Change every occurrence of "bounding box" in the listing below to "box coordinates", and leave all other text unaltered.

####

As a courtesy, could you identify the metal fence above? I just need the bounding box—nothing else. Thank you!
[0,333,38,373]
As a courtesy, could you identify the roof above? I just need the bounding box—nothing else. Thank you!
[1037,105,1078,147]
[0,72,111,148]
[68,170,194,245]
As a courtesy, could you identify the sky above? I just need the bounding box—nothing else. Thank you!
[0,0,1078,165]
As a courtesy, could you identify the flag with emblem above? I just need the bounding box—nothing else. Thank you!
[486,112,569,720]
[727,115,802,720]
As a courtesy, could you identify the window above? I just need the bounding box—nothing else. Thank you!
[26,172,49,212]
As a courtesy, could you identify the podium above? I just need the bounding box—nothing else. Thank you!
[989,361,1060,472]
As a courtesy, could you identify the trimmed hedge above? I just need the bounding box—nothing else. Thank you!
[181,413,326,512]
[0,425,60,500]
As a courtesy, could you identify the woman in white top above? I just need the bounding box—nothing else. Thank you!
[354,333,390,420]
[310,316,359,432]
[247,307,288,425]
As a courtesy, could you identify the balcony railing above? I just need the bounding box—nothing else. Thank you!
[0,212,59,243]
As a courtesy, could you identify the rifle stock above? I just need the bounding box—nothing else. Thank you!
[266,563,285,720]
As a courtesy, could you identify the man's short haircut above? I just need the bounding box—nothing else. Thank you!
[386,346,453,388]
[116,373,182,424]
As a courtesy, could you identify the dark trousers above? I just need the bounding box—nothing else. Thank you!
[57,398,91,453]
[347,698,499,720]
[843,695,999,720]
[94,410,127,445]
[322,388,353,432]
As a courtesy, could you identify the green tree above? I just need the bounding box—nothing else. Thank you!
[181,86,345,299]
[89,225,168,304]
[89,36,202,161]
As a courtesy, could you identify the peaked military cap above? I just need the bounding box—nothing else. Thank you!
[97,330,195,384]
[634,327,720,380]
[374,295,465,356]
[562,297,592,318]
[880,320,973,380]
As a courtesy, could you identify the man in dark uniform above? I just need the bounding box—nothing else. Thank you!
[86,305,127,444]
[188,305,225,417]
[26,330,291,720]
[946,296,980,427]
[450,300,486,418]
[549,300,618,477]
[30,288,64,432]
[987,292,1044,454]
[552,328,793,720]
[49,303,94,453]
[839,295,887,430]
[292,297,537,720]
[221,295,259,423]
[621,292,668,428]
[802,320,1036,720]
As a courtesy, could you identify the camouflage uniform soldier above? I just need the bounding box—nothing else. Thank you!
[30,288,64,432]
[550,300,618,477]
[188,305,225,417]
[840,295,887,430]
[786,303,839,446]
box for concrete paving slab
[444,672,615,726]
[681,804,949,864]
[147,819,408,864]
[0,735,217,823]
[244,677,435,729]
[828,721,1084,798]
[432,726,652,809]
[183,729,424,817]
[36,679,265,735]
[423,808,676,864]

####

→ **Solution to the problem**:
As a courtesy, could you identify the metal fence above? I just need the box coordinates—nothing else. Thank you!
[0,333,38,373]
As a courtesy, could you identify the roof above? I just need the box coordinates—nothing else. Thank you!
[1037,105,1078,147]
[0,72,111,148]
[68,170,194,245]
As a courtesy, could you identify the sky above? I just need the box coordinates—nothing else. Thank you!
[0,0,1078,165]
As a courtesy, could you identify the flag with emblem above? I just need the box coordinates—nothing else. Thank you!
[486,112,569,720]
[727,115,802,720]
As a courtesy, could you identify the window above? I just need the box coordinates—nothing else. Thank you!
[26,172,49,212]
As a courtesy, could you identify the podium above? I just need the box coordinates—nothing else. Thank you!
[989,361,1060,472]
As a courtesy, could you identify the trimmed hedge above? I just need the box coordinates—nothing else. Thank you!
[181,413,326,512]
[0,425,60,500]
As a courtesy, could you identify the woman in white top above? I just need the box coordinates—nothing else. Thank you!
[354,333,390,420]
[310,316,359,432]
[247,307,288,425]
As a courtesy, could you identify the balcony railing above? I just need the box coordinates—nothing else. Thank you!
[0,212,59,243]
As a courtesy, could you identify the rifle stock above? I just need the box coordinates—nothing else. Thank you!
[266,563,285,720]
As a courtesy, could you identify the man's short haircut above? I just need the box coordinates—nothing else. Thank you!
[386,346,453,388]
[116,373,182,424]
As a courtesy, could you identify the dark trousers above? I just need the box coordinates—nothing else. Thank you!
[57,398,91,453]
[347,698,499,720]
[843,695,999,720]
[94,410,127,445]
[322,388,353,432]
As a courtesy, could you identify the green tree above? I just need the box coordinates—nothing else. Thank you!
[181,86,345,299]
[89,225,168,304]
[89,36,202,161]
As a courtesy, could you identify the peaked military cap above? I just need the box coordinates—nothing else. Thank you!
[97,330,195,384]
[634,327,720,380]
[374,295,465,356]
[562,297,592,318]
[880,320,973,380]
As a courtesy, could you identify the man in dark uniform above? I just need the box coordinates—nothing else. Thank you!
[86,305,127,444]
[188,305,225,417]
[26,330,291,720]
[946,296,980,427]
[450,300,486,418]
[549,300,618,477]
[30,288,64,432]
[987,292,1044,454]
[552,328,793,720]
[49,303,94,453]
[839,295,887,430]
[292,297,537,720]
[221,295,259,423]
[621,292,668,428]
[802,320,1036,720]
As a courtesy, could you identify the camouflage uniform soldier above? I just need the box coordinates—nothing else. Thank you!
[30,288,64,432]
[550,300,618,477]
[188,305,225,417]
[840,295,887,430]
[786,303,839,446]
box for concrete paving slab
[444,672,615,726]
[681,804,949,864]
[147,819,408,864]
[0,735,217,823]
[244,677,435,729]
[828,721,1084,798]
[432,726,652,809]
[183,729,424,817]
[36,679,265,735]
[423,808,676,864]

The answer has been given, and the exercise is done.